Natural language region descriptions

────

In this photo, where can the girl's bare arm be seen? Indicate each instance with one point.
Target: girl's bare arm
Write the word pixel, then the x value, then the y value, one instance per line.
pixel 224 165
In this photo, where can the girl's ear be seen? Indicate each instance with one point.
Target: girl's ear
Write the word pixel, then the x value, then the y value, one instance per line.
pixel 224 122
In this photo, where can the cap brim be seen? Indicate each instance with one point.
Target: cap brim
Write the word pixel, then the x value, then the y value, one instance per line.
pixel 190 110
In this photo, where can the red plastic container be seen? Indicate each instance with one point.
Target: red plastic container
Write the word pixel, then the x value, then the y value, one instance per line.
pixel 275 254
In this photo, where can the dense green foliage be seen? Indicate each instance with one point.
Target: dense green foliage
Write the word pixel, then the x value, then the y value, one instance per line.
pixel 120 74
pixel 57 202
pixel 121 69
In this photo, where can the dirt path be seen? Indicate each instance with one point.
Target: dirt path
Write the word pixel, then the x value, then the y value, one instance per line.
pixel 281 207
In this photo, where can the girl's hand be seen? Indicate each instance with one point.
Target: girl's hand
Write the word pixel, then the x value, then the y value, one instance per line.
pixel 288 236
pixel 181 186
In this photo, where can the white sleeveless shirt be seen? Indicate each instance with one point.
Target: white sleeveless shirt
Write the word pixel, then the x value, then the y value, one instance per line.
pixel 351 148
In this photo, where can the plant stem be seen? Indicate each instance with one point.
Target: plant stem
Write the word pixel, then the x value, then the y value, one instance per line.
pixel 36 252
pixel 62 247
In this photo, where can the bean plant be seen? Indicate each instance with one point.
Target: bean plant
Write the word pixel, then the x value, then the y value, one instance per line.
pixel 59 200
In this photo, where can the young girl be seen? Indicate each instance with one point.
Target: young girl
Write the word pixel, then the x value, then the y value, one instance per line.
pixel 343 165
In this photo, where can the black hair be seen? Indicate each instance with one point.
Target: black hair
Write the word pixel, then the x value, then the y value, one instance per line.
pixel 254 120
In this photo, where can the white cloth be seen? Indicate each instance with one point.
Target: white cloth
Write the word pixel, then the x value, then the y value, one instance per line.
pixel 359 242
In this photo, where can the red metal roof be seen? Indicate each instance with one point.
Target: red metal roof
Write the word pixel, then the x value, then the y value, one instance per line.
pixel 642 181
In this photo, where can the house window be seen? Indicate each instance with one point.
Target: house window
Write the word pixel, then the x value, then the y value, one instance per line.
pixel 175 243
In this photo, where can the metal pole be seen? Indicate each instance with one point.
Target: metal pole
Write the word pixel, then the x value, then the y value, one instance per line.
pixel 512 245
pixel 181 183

────

**Task statement**
What is wanted is an exact copy of the data.

**Finished task**
In this photo, where can the girl's bare arm be seen? Indicate each instance with one point.
Target: girl's bare arm
Write the word pixel, then the x value, then the y value, one instance per line.
pixel 224 165
In this photo, where can the girl's ear be seen? Indicate each instance with one point.
Target: girl's ear
Write the word pixel, then the x value, then the y value, one instance per line.
pixel 224 122
In this photo, where can the cap brim be seen? Indicate each instance with one point.
Target: cap brim
Write the word pixel, then the x value, then the y value, one instance per line.
pixel 190 110
In this photo, where can the red plastic container be seen? Indicate each instance with one point.
Target: red plastic container
Write the word pixel, then the x value, then the y value, one instance per line.
pixel 275 254
In this photo, where can the dense green foliage be seen? Indicate each instance with one point.
Target: dense green foliage
Write the word pixel, then the x value, then the y value, one instance per line.
pixel 120 74
pixel 57 202
pixel 121 69
In this photo, where can the dirt path be seen? Indicate each instance with one point.
Target: dirt path
Write the word pixel, then the x value, then the y value, one instance per line.
pixel 281 207
In this photo, where can the girl's hand be seen? Indicate each instance with one point.
Target: girl's hand
Write the word pixel, then the x value, then the y value, one instance per line.
pixel 288 236
pixel 181 186
In this photo, where can the white sleeveless shirt be seen? Indicate each instance with one point.
Target: white sleeveless shirt
Write the word pixel, then the x value, then the y value, one instance per line.
pixel 351 148
In this photo, where can the plant stem be seen? Indicate each instance with one point.
Target: plant stem
Write the word pixel, then the x value, then the y value, one instance per line.
pixel 36 252
pixel 62 247
In this photo, where can the bean plant be seen? Indicate each instance with one point.
Target: bean plant
Write the word pixel, then the x value, then the y value, one instance per line.
pixel 59 200
In this photo, where can the young girl be seen? Indicate each instance with one point.
Target: young girl
Write the word pixel, then the x value, then the y value, one instance per line.
pixel 343 165
In this photo, where can the black hair be seen? Indicate each instance with one point.
Target: black hair
Write the word pixel, then the x value, then the y value, one instance per line.
pixel 254 120
In this photo, where can the white cloth be seen? Indicate each instance with one point.
Target: white cloth
Write the word pixel, then the x value, then the y value, one instance per line.
pixel 359 242
In this photo, where can the red metal roof be seen? Indicate each instance with one point.
Target: red metal roof
Write the word pixel, then the x value, then the y value, one instance per line.
pixel 642 181
In this photo, where can the house window be seen? Indicate each instance with one point.
Target: house window
Write the word pixel, then the x value, then the y value, one instance per line.
pixel 175 243
In this photo, where can the metal pole be seen? Indicate each instance with one point.
Target: metal pole
Write the word pixel, then the x value, then the y value, one instance per line.
pixel 512 245
pixel 181 183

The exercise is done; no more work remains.